═════ Data shown ═════

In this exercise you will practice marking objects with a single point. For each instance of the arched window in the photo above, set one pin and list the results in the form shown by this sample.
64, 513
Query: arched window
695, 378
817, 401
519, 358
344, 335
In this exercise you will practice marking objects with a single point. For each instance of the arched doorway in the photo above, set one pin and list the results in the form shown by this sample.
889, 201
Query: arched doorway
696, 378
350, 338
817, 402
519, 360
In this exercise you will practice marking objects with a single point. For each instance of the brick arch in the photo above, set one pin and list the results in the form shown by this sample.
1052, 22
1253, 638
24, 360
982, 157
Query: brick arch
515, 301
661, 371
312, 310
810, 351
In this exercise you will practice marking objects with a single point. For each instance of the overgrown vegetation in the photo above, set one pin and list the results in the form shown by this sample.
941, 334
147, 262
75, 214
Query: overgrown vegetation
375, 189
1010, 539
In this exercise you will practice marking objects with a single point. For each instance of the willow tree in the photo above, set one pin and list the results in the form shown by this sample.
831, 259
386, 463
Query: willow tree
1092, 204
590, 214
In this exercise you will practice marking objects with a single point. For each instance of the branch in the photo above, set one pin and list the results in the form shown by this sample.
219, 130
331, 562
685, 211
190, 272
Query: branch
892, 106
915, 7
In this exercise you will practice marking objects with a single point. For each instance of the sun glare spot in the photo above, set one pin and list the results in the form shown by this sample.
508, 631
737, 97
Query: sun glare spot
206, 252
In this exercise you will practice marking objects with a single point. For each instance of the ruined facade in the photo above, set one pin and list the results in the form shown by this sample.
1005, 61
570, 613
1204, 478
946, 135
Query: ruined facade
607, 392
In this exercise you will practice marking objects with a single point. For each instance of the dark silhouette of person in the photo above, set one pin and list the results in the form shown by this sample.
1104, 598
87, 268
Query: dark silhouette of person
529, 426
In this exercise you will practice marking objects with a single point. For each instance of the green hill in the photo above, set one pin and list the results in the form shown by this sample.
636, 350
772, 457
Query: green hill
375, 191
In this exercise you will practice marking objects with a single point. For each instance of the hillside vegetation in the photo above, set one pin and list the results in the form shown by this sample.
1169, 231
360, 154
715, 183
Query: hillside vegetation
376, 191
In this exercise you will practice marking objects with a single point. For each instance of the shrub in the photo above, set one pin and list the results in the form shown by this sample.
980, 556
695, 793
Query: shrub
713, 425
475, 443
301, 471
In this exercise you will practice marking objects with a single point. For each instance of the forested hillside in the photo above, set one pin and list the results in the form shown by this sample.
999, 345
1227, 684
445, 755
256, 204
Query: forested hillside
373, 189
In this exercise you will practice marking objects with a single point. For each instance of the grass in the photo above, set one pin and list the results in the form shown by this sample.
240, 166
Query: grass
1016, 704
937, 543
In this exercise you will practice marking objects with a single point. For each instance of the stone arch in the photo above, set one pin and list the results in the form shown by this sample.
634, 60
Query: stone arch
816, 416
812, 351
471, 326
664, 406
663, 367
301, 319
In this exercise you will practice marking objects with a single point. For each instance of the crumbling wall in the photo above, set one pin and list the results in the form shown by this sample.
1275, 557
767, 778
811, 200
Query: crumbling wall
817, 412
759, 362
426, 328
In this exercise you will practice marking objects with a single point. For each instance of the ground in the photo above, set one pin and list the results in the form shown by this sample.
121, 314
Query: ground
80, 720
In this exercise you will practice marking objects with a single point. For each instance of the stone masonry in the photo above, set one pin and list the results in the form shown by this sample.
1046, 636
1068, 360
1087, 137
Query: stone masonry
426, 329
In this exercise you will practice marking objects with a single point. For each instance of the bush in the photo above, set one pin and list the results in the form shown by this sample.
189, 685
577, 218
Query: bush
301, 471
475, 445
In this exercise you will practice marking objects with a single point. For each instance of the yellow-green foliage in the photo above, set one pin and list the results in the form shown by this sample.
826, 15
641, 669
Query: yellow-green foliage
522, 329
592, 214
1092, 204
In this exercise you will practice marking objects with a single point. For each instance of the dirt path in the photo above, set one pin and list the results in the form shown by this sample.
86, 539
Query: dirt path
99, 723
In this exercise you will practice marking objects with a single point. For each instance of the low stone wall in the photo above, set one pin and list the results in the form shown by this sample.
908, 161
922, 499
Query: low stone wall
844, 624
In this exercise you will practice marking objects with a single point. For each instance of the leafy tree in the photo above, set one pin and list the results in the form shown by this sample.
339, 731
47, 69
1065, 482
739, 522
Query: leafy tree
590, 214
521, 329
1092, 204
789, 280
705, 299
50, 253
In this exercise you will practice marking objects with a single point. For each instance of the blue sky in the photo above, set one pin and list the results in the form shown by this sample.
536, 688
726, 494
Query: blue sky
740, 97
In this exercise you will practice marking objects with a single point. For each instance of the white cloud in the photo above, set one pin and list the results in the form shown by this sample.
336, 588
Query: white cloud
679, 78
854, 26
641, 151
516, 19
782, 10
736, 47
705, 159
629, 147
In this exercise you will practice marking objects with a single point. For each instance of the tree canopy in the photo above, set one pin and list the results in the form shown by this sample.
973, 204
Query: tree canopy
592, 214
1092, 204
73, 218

═════

> _Exercise_
Whatever appears in the lines above should be copied exactly.

> _Written solution_
In this exercise you will practice marking objects with a single point. For each instance of the arched window in the photo above, set one pin and list the results in the form shown by this sample.
64, 513
Query: arched window
695, 378
817, 401
519, 358
344, 335
In this exercise you will practice marking objects with a single point. For each instance of the arched doorway in the photo above, set one pin and list the results in the form shown by this sample.
889, 201
Query: arched doorway
696, 378
350, 338
817, 402
519, 360
In this exercise you will practice marking objects with a single point. For each instance of the brick arch in the photo above, set one pin and list the results in the form shown by this sample.
1052, 22
1253, 638
24, 360
982, 157
Query: brick arch
515, 301
661, 371
312, 310
810, 351
In this exercise you will practice marking objects with a single point. For each instance of the overgrown vegetation in the photo above, set one pin and list the results in the form shown by this sample.
941, 334
147, 262
75, 214
Query: overgrown vegetation
375, 189
1010, 539
In this exercise you will practice marking objects with a single point. For each instance of the willow tree in the photo above, set one pin and list the results in the form shown by this sample.
831, 259
386, 463
Query: willow tree
1092, 204
590, 214
In this exercise you will practice marking objects with a single point. For each instance of the branch in the photo above, set one pin and list the results in the form shown by this sample.
219, 130
331, 562
685, 211
190, 272
Query: branch
892, 106
915, 7
In this exercise you will practice marking objects with a single point. For each instance of the sun glare spot in the photo above, set one pin and list the results in the form shown by this sample.
508, 631
737, 97
Query: sun glare spot
206, 252
In this exercise you will practice marking objects with a single point. For each instance of the ruined facade in the photo above, set one pin and list the results in the form shown by this sample.
1005, 61
570, 613
1204, 478
946, 135
Query: ruined facade
607, 392
In this exercise you will practice marking objects with a single point. For each instance of the dark silhouette of person in the photo above, set one pin and list the results in the form shown by this sample.
1104, 598
87, 268
Query: dark silhouette of person
529, 426
In this exercise you will practice marking objects with a single point. For each instance of the green hill in the photo above, set one pin and list the results in the form shown by this sample.
636, 350
772, 457
Query: green hill
375, 191
In this exercise you will practice marking objects with a single point. For each instance of the hillside vegetation in the photo above, set one pin and list the results in the form shown by this sample.
1169, 231
360, 154
715, 183
Query: hillside vegetation
376, 191
In this exercise you will practice marking objects with a single point. For each instance of the shrub in the photo above, set one pin and list the results in the form shown by this sample.
980, 556
695, 793
Query: shrub
713, 425
475, 443
301, 471
In this exercise you will practice marking objects with a single point. For each instance of the forested hillside in the photo above, set one pin and list the results in the form shown by this sample.
999, 345
1227, 684
445, 755
256, 204
Query: forested hillside
373, 189
In this exercise you will practice marking objects with a single point. For each instance of the grass in the photo above, set one pin and list the results in the form shown by this sample.
240, 166
Query: grass
1016, 704
937, 543
In this exercise you will practice marking objects with a single point. For each instance of the stone arch in the photo above, set one pin and list the results in the form shown by this sample.
634, 60
Query: stone arch
816, 416
812, 351
471, 326
664, 406
663, 367
301, 319
In this exercise you will practice marking objects with a single point. For each instance of the crumbling wall in the photo above, set one pin and list the results in the form shown by this sample.
1275, 557
767, 778
811, 200
Query: crumbling wall
817, 412
759, 362
426, 328
In this exercise you will practice marking objects with a single point. For each instance of the ground in the photo above, set one pin and list the results in the form shown by this sample.
121, 314
Query: ground
80, 720
In this exercise you will practice marking objects with a single point. For each instance of the stone masonry in the photo above, set one pin and list the results in the form shown by this sample.
1046, 636
1068, 360
1087, 137
Query: stone masonry
426, 329
In this exercise you will practice marking objects with a single point. For each instance of the bush in the photo above, set one pin and list the results in the form shown by this sample.
189, 685
577, 218
Query: bush
301, 471
475, 445
In this exercise you will practice marking objects with a single point. For each instance of the yellow-green foliage in the photo above, set one pin and list the results in the form shown by this sample.
826, 15
641, 669
Query: yellow-green foliage
522, 329
592, 214
1092, 204
In this exercise you will practice marking objects with a single point. For each instance of the dirt path in the photo above, set one pin and list the results in the form shown by this sample.
86, 539
Query: dirt path
99, 723
In this exercise you will practice marking objects with a single point. For each instance of the low stone wall in the photo above, set one pin and list the results in the form shown by this sample.
908, 161
922, 499
Query: low stone wall
844, 624
In this exercise you will practice marking objects with a single point. For each instance of the leafy tree in the photo above, set one pin and list the results in the form shown by this sample.
339, 731
47, 69
1065, 482
739, 522
Query: leafy tree
590, 214
521, 329
1092, 204
789, 280
705, 299
50, 253
In this exercise you will practice marking objects with a single point. For each instance of the blue sky in the photo above, set one pin and list the results in the form shown by this sample.
536, 688
726, 494
Query: blue sky
740, 97
In this exercise you will practice marking objects with a single point. For each instance of the white cloud in the photo above, set one pin and list the results in the form shown by this sample.
336, 588
Query: white cloud
679, 78
854, 26
641, 151
516, 19
782, 10
736, 47
705, 159
629, 147
In this exercise you will practice marking objects with a single point. For each instance of the tree canopy in the photo above, set one pin and list the results in the form shown by this sample.
973, 204
Query: tree canopy
592, 214
1092, 204
73, 218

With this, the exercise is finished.